By Allison Belcher
Artist: Wild Nothing
Album: Life of Pause
Record Label: Captured Tracks
Release Date: February 19, 2016
In the small yet ever-expanding world of dream pop, Wild Nothing plays a vital role as an artist in helping describe this genre of music. With three full length released albums, Jack Tatum, the lead singer and founder of the band, continues to contribute excellent music to the dream pop universe with the help of his synthesizers, dreamy voice and psych pop guitars. While Tatum totally delivers with his new album, Life of Pause, he gives his listeners something fresh and different in comparison to Gemini and Nocturne. Gemini and Nocturne, two greatly praised albums by dream pop and chill wave fans, acted almost as background music, delivering soft reverb and gentle instrumentals. Gemini, Tatum’s first full length album, committed to fuzzy guitar pop sounds that were greatly influenced by the sounds of the 80’s and 90’s. His sound in Gemini was compared to bands such as The Pains of Being Pure at Heart and The Smiths. The dreamy atmosphere and sleepy textures of Gemini attracted lovers of dream pop and spacey instrumentals. During the making of Gemini, Tatum gained influence from bands such as Atlas Sound and The Radio Dept, similar to his influences during the creation of Life of Pause.
However, Tatum shot for something different with Life of Pause, giving fans cheerful, organic and upbeat songs. “Reichpop,” the album’s first track and settler of the overall mood, introduces upbeat marimbas and vocals full of hope and positivity. Other songs on the album, such as “Life of Pause” and “TV Queen,” follow “Reichpop”’s example and delivers faster tempoed songs with the help of sparkling synthesizers and upbeat drums (contributed by Peter Bjorn & John’s John Ericksson.) It’s almost no wonder why Tatum went for a more positive psychedelic pop approach, being that he worked closely with Unknown Mortal Orchestra and Ariel Pink during the creation of Life of Pause. While the entire album sounds like an adventure through space with Tatum’s unique and well thought out instrumentals, he lacks on the depth of his lyrics, presenting songs that give no apparent story or specific emotion. In “Reichpop”, Tatum sings “I am the silent son / I am the only one / Staying home today / I’d lift you up if I knew,” leaving its listener in a state of bewilderment as to what Tatum could be talking about.

What you need to do >>
- 1) Answer these questions using the Life of Pause review:
(a) Which record label released Life of Pause?
(b) Which two bands was Tatum's sound on Gemini compared to?
(c) Who played the upbeat drums on songs such as "Life of Pause" and "TV Queen"?
- 2) Continue the Life of Pause album review from its final sentence, in the same voice.

(Stored records)
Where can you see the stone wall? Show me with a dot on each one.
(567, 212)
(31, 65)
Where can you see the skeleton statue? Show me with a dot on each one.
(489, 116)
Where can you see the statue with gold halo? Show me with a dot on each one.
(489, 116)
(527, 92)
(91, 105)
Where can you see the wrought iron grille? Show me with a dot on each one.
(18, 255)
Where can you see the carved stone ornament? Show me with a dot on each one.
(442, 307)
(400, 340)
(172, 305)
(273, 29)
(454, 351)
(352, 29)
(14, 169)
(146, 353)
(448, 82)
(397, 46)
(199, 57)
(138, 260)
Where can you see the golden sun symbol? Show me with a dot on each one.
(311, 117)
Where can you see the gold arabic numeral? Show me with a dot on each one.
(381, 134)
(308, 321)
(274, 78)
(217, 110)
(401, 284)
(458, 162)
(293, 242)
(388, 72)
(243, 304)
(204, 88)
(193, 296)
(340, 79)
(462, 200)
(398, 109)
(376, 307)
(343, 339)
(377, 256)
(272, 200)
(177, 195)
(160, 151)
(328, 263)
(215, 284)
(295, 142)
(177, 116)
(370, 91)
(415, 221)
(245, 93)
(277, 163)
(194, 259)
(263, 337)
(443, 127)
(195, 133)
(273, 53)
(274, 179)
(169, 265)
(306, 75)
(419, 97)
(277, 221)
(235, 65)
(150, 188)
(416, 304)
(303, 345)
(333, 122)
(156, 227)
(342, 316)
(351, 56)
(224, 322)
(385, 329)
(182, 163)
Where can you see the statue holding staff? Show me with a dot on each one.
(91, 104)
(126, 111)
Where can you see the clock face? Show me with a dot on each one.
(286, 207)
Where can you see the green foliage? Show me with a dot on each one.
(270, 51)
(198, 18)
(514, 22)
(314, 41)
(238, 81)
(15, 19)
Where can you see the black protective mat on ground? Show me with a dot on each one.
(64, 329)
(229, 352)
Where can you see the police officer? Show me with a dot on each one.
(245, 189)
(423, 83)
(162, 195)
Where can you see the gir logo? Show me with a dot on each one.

Activity answers >>
- 1)
(a) Captured Tracks
(b) The Pains of Being Pure at Heart and The Smiths
(c) John Ericksson of Peter Bjorn & John

- 2)
While the lyrics and story telling of Life of Pause aren’t up to par, Tatum’s use of a variety of instruments and sounds are A+, drawing influence from other dream pop/chill wave bands such as Deerhunter and Neon Indian. Many bands have converted over to a more cheerful pop sound over the past year (Unknown Mortal Orchestra, Tame Impala, Dr. Dog, etc.) so it’s almost no surprise that Wild Nothing decided to hop on the bandwagon. Don’t get it wrong though, the “bandwagon” pop approach works, especially for Wild Nothing. It’s refreshing to hear an album from Wild Nothing that acts as more than just “dreamy background noise,” and for that fans should be grateful for the release of Life of Pause.